You can use the /CvtArea option to improve performance on the volume so that space for the master file table (MFT) is reserved. This option helps to prevent fragmentation of the MFT. How? Over time, the MFT might grow larger than the space allocated to it. The operating system must then expand the MFT into other areas of the disk. Although the Disk Defragmenter utility can defragment the MFT, it cannot move the first section of the MFT, and it is very unlikely that there will be space after the MFT because this will be filled by file data.
To help prevent fragmentation in some cases, you might want to reserve more space than the default (12.5 percent of the partition or volume size). For example, you might want to increase the MFT size if the volume will have many small or average-size files rather than a few large files. To specify the amount of space to reserve, you can use FSUtil to create a placeholder file equal in size to that of the MFT you want to create. You can then convert the volume to NTFS and specify the name of the placeholder file to use with the /CvtArea option.

------------------------------------

▸ **WHAT THIS TASK INVOLVES**
Reproduce the passage on reserving space for the master file table word for word, from its first sentence to its last.

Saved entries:
------------------------------------

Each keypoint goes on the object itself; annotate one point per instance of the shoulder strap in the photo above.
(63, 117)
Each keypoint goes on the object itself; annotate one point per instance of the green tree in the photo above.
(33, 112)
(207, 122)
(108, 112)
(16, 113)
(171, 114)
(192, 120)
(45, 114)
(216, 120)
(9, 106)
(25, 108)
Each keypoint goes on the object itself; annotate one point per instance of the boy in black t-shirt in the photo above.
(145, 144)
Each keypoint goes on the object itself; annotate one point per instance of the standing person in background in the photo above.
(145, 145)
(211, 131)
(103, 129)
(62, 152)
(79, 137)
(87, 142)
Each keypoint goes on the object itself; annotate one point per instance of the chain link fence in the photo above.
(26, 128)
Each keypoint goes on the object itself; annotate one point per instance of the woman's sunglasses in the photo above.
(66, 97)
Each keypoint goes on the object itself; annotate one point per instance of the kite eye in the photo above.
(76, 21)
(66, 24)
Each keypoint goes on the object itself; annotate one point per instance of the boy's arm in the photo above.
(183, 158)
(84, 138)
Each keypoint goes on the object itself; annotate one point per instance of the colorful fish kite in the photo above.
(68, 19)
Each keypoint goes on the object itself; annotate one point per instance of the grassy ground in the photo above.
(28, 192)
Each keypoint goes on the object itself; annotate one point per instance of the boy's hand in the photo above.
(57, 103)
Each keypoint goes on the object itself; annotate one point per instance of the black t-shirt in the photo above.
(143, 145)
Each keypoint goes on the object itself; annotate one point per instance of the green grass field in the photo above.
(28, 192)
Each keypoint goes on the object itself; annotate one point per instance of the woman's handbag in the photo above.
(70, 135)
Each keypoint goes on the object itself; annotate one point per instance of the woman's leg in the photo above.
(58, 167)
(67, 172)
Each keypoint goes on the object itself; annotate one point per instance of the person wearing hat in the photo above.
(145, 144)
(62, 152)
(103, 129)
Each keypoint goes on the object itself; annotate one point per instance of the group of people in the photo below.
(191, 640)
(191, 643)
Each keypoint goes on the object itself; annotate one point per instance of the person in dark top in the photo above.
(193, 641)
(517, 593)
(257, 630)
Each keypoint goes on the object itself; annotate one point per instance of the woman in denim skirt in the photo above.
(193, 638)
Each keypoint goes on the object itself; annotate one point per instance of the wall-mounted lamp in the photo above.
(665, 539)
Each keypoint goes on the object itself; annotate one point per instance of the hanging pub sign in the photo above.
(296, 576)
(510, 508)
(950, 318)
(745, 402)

------------------------------------

▸ **RESULT OF THE TASK**
You can use the /CvtArea option to improve performance on the volume so that space for the master file table (MFT) is reserved. This option helps to prevent fragmentation of the MFT. How? Over time, the MFT might grow larger than the space allocated to it. The operating system must then expand the MFT into other areas of the disk. Although the Disk Defragmenter utility can defragment the MFT, it cannot move the first section of the MFT, and it is very unlikely that there will be space after the MFT because this will be filled by file data.
To help prevent fragmentation in some cases, you might want to reserve more space than the default (12.5 percent of the partition or volume size). For example, you might want to increase the MFT size if the volume will have many small or average-size files rather than a few large files. To specify the amount of space to reserve, you can use FSUtil to create a placeholder file equal in size to that of the MFT you want to create. You can then convert the volume to NTFS and specify the name of the placeholder file to use with the /CvtArea option.